Review: Benjamin Dauer – The Pace of Which
Twice Removed Records – Time: About 39 Minutes – Limited Edition CDr (50 copies)
Record Label: http://twiceremovedrecords.blogspot.com/ & http://twicerememberedtwiceremoved.bandcamp.com/
Artist Websites: http://www.benjamindauer.is/ & https://soundcloud.com/benjamindauer
Tracks: 1) Anchors and Roots; 2) Either By Storm Or Low Frequency; 3) With Closed Mouth; 4) Melting Tines; 5) Waiting for the Rain; 6) From Ebb To Flow
Coming from Twice Removed Records on January 1, 2013 (a small label in Perth, Australia that releases short-run limited editions) is the latest (third) solo album from Benjamin Dauer. I have great admiration for the various interests that BD pursues. He has diverse accomplishments, from his design and digital media day-job at NPR (National Public Radio) in Washington, DC to raising awareness and environmental activism projects like Save The Pollinators.
I also appreciate BD’s musical pursuits as both a multi-instrumentalist solo artist and collaborator (with other musicians near and far), including his active participation with the Disquiet Junto (an ongoing music-making project where restrictions are used as a catalyst for inspiration). Recently, I’ve been following with great interest the sound-sketch development (posted on SoundCloud) for a forthcoming album by The Dwindlers (his ongoing collaboration with poet Michelle Seaman).
From what I have heard of Benjamin’s previous solo work, it tends to be less rhythmic, a bit darker and more saturated than his (often Jazz-rooted) work with The Dwindlers. There is an enmeshed yet subtle grittiness recalling earlier analog electronic and instrumental works (like the 1970 soundtrack to Frederic Rossif’s documentary L’Apocalypse des animaux by Evangelos Papathanassiou), while continuing to explore new aural horizons and narratives. BD has an interesting quote at his website, which I think reveals that his solo work is less about an arrival at a particular sound, but more about the journey:
“As a musician & composer, I explore the boundaries of modern music through experimentation and play.”
In The Pace of Which, BD seems to be investigating different methods of creating musical atmospheres by blurring distinctions between musical genres (such as ambient, drone or others). Each track takes a different approach, but there are some common elements in varied intensities. Some of the pieces focus more on background with minimal foreground, whereas others the foreground elements are more pronounced, as well as the in between.
The background is predominant in Anchors and Roots. The sound is broad, resonant on the edges, and heavily blended. There are subtle placements of keyboards into the foreground, along with gentle clicks. At a point where there seems to be a recognizable rhythm or melody, it disperses back into the haze.
Either By Storm Or Low Frequency takes time to develop; initially it has more hushed surroundings, with distance pulses and slow waves. Sounds are buried down deep, almost immersed in rolling surf, reminding me of the analog warmth of Tangerine Dream’s album Rubycon (one of my favorite TD albums). BD is quite good at disguising the instrumentation—sounds seeming to be more keyboard-based, with purer tones entering the sound-mantra and slowly dissolving as if being pulled back into a sonic undertow.

JOB A:
List every line of the entries that contains the string "prompts", matching case exactly.
The review and the entries that follow it were taken from separate, unrelated sources.

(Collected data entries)
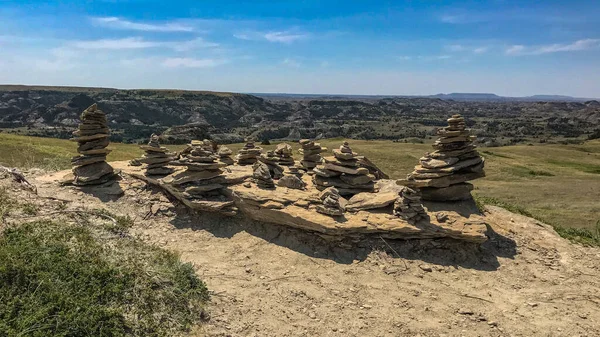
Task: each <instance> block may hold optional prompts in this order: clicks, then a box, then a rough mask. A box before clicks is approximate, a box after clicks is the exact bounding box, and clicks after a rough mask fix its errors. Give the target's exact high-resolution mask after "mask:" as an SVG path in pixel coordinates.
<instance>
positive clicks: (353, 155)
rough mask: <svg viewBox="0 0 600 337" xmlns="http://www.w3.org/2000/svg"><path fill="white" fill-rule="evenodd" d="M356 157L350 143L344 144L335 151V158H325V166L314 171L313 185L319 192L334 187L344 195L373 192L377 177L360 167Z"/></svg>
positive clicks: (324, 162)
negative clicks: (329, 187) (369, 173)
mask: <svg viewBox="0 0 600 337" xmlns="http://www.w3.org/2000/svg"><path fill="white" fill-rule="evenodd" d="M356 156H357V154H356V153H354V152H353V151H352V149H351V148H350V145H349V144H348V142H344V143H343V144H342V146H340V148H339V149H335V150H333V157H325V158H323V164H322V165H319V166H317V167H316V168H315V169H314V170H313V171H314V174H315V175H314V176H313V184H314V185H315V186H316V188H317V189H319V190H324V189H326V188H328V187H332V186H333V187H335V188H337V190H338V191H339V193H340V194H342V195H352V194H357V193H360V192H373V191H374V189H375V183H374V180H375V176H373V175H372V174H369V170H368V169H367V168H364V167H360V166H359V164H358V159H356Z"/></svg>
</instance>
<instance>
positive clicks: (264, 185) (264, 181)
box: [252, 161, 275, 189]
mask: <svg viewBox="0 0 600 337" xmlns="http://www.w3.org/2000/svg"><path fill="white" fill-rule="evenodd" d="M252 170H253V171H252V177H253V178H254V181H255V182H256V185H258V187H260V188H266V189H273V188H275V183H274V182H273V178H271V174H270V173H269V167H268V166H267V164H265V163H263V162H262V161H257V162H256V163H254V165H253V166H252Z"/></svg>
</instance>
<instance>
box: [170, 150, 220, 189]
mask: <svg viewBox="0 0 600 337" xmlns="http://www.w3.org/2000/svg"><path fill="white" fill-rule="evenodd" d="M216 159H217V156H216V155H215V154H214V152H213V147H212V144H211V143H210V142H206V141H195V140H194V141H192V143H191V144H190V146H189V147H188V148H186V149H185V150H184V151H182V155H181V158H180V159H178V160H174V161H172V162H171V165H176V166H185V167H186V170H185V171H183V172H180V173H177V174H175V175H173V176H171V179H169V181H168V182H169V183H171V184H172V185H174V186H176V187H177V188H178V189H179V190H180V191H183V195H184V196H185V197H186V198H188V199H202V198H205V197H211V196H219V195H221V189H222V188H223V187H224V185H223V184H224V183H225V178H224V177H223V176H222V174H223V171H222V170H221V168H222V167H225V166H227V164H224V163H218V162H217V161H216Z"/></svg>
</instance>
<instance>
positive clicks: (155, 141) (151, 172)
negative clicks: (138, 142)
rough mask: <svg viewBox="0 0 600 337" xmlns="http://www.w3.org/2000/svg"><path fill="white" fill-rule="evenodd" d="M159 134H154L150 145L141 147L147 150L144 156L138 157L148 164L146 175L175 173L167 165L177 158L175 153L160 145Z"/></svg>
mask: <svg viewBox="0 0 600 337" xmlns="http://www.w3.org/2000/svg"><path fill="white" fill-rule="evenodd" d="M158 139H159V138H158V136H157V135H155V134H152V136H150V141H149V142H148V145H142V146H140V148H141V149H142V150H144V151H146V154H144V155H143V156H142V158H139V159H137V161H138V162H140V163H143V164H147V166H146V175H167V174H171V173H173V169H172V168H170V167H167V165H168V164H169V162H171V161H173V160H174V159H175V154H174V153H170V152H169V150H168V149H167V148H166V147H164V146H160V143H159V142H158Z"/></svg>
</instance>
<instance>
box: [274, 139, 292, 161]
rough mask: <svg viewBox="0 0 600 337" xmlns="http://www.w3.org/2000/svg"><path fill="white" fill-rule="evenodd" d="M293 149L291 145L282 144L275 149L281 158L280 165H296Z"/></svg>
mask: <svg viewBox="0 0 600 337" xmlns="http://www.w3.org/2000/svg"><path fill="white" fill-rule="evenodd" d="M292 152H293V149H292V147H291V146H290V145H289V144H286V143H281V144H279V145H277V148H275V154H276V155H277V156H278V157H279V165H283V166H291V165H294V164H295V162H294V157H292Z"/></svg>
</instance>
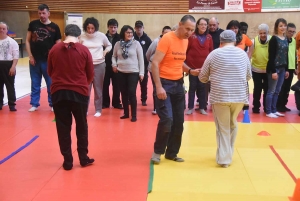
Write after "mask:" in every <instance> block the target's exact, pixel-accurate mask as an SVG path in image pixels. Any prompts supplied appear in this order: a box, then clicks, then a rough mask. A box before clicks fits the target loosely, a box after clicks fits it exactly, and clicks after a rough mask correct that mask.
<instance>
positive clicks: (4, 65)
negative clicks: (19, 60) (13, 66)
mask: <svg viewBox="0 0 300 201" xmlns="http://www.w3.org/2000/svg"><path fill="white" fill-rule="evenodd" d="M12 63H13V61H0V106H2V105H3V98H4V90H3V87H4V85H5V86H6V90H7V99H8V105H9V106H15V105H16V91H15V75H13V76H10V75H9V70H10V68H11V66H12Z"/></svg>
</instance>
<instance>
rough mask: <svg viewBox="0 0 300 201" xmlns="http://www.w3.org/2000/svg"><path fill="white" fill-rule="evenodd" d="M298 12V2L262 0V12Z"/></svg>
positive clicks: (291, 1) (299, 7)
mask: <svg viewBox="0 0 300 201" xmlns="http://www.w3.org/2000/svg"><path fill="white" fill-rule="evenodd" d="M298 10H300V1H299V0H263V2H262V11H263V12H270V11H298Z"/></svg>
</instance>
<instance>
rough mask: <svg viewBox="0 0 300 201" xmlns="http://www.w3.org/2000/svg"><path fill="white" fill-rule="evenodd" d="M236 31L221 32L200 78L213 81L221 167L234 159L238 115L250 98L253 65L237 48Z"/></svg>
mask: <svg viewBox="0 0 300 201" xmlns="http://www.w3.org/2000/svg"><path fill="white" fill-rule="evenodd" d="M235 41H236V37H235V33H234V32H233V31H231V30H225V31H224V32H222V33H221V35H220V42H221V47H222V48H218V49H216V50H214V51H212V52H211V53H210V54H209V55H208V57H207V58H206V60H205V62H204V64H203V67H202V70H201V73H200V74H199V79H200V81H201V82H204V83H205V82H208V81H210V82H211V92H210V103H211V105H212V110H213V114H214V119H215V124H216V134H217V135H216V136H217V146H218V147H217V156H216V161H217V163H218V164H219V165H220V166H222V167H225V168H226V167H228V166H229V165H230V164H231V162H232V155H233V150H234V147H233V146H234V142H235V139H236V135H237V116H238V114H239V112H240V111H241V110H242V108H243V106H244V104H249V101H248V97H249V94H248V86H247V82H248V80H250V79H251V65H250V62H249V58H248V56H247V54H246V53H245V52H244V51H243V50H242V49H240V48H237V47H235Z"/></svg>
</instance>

JOB B:
In the review, on what date did Twice Removed Records release The Pace of Which?

EXPECTED OUTPUT A:
Task: each <instance> block may hold optional prompts in this order: clicks, then a box, then a rough mask. A box before clicks is approximate, a box after clicks is the exact bounding box, and clicks after a rough mask fix its errors. Give the target's exact high-resolution mask after "mask:" as an SVG path in pixel coordinates.
Write after "mask:" in every <instance> block the target's exact, pixel-accurate mask as an SVG path in image pixels. Any prompts supplied appear in this order: a box, then clicks, then a rough mask. A box before clicks fits the target loosely, a box after clicks fits it exactly, and clicks after a rough mask correct that mask.

EXPECTED OUTPUT B:
January 1, 2013